TEXT
----------------

I've been using this (the advanced version specifically) for the last several months, and its been very stable, but running full templates for everything was indeed overkill. Everything I used it for just used {{.Body}} as the data sent out, which is just the body passed in the rabbitmq message. I have been using the templates to determine the exact channel quite a bit however. IE token.deauth:{{.Headers.Token}}#{{.Headers.User}} for the example diagram case I had above.

Would it alleviate enough of the worries you have regarding it being an anit-pattern/security issue if the main data was fed directly in as the content? Having only the channel be adjustable, and only through the request headers?

This would also allow for largely simplifying the method used to specify the channel to IE token.deauth:{{Token}}#{{User}}, pulling from the headers automatically, and would let me replace the template engine, which is quite heavy handed.

@FZambia
Copy link
Member

FZambia commented Aug 9, 2024

@deefdragon hello, just letting you know that I've noticed your comment, unfortunately I lost the context – so will try to refresh my understanding about the implementation you have and come back with thoughts.

@FZambia
Copy link
Member

FZambia commented Aug 29, 2024

Well, I went through the issue and refreshed the context. Current thoughts:

Probably we should introduce a new mode of async consumers. By default, async consumers should be written in a way that they expect a method and API payload command inside the incoming message payload from the external system. I.e. work in a way consumers implemented currently. In PG case method and payload are different columns, in Kafka we expect:

type KafkaJSONEvent struct {
	Method  string          `json:"method"`
	Payload JSONRawOrString `json:"payload"`
}

But in the different mode (let's call it publication_data for now) we expect ONLY the publication data in external message payload. And the method in this case is publish only, without possibility to change it somehow - because it's mostly impossible in my opinion to make a flexible solution for all other API commands in this case. The flexible solution already exists with current implementation. And it always possible to define different consumers in different modes.

----------------

DATASET EXTRACT

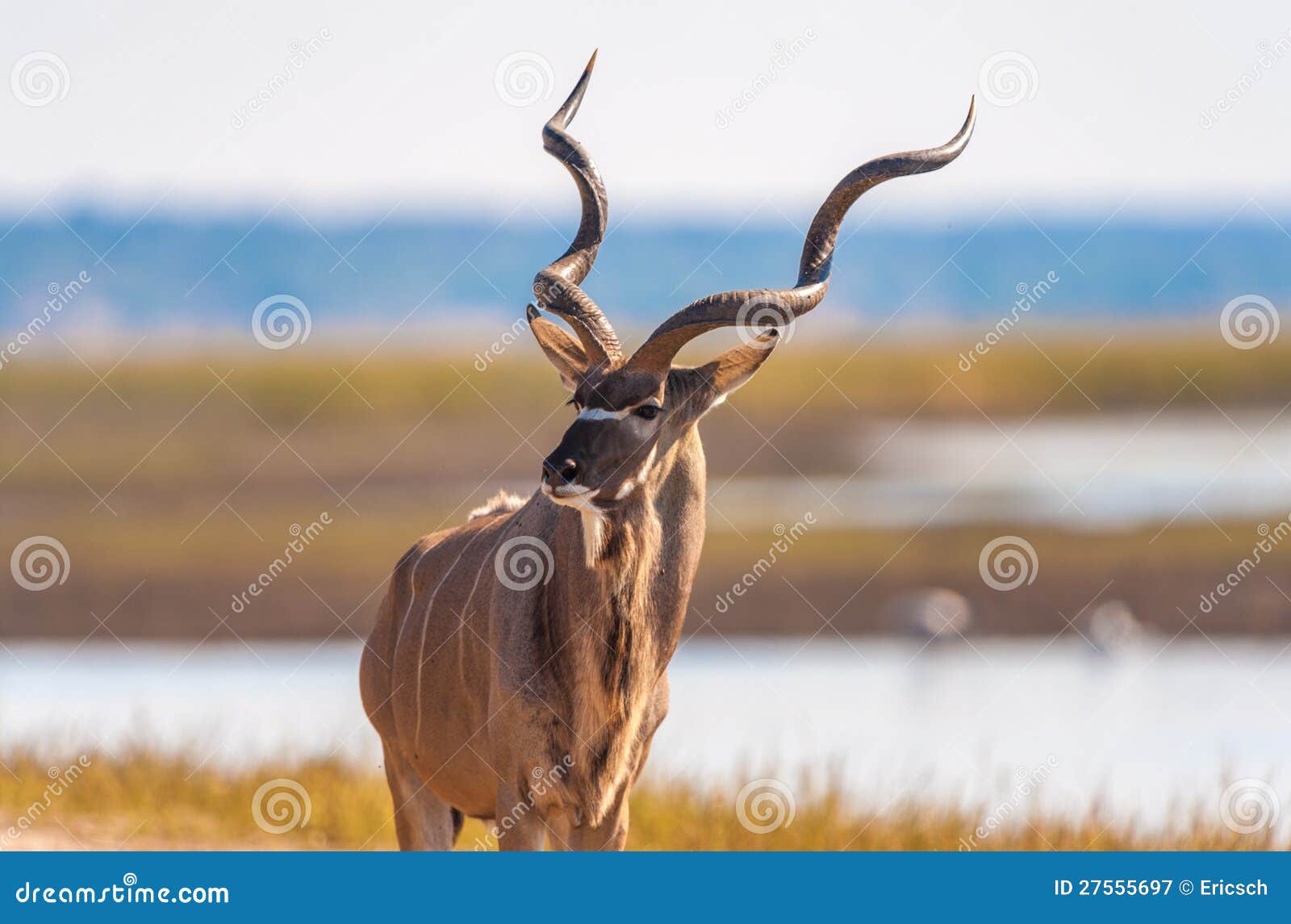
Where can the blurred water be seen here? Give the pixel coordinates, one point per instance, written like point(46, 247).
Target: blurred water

----------------

GIVEN REQUEST
In the discussion thread, which method do async consumers use in the proposed publication_data mode?

SOLUTION TO THE EXERCISE
Only publish, with no possibility of changing it.